> [DO THIS]: Return the material below unchanged, reproducing every line in its original order.

[start of DATA ENTRIES]

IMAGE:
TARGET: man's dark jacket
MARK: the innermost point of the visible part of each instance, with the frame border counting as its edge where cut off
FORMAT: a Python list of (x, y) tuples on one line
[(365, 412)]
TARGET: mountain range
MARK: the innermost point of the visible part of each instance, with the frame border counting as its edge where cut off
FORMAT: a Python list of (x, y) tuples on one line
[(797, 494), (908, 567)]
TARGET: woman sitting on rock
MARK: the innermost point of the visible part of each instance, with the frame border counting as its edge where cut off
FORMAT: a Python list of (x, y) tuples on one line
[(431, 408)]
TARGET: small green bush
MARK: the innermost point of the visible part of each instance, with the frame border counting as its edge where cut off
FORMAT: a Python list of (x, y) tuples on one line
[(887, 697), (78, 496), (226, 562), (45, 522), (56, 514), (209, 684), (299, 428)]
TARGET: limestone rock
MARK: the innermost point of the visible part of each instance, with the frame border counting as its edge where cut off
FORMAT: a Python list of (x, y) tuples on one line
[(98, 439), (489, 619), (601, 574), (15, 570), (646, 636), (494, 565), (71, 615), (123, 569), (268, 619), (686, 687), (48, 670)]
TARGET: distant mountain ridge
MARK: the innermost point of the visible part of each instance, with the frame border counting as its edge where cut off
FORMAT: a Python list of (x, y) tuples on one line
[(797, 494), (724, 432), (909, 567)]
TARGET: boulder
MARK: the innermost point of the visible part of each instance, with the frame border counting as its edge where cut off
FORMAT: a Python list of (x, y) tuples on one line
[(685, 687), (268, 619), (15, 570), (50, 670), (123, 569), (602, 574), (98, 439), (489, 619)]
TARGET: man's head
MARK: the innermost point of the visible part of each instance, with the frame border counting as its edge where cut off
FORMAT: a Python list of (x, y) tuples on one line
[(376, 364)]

[end of DATA ENTRIES]

> [EXERCISE ANSWER]:
IMAGE:
TARGET: man's dark jacket
MARK: the innermost point of the visible part of each instance, with the frame border counting as its edge where cut off
FORMAT: a Python list of (x, y) tuples on one line
[(365, 412)]
TARGET: mountain range
MARK: the innermost point of the visible part of each instance, with the frame border counting as its edge where cut off
FORMAT: a Python list of (x, y) tuples on one line
[(797, 494), (908, 567)]
TARGET: woman sitting on rock
MARK: the innermost point of the visible part of each instance, with the frame border counting as its edge where cut off
FORMAT: a Python list of (x, y) tuples on one line
[(431, 408)]
TARGET: small green bush
MARK: the innermost point of the visible part of each instance, with the frame border counting as its edge where cut off
FORMAT: a Python list of (x, y) tuples on one line
[(887, 697), (78, 496), (226, 562), (45, 522), (56, 514), (209, 684), (299, 428)]
TARGET: limestone rock
MARK: the innermost point of the visible part of each instance, with the frame border counting as its edge where cut off
FORMAT: a Python list of (x, y) tuples on one line
[(98, 439), (489, 619), (601, 574), (15, 570), (646, 636), (494, 565), (71, 615), (123, 569), (268, 619), (686, 687), (48, 670)]
TARGET: distant mountain ridge
MARK: the innermost point of the visible part of each instance, with the frame border counting as its edge where cut off
FORMAT: a Python list of (x, y) tuples on one line
[(797, 494), (724, 432), (909, 567)]
TARGET: boulder
MARK: the innermost point of the visible part of each instance, with the frame border counting as its edge where cut off
FORMAT: a Python list of (x, y) tuples on one line
[(685, 687), (268, 619), (15, 570), (50, 670), (123, 569), (602, 574), (98, 439), (489, 619)]
TARGET: man's head
MARK: the innermost point of the visible part of each instance, with the frame border counting as its edge where cut off
FORMAT: a Python list of (x, y) tuples on one line
[(376, 364)]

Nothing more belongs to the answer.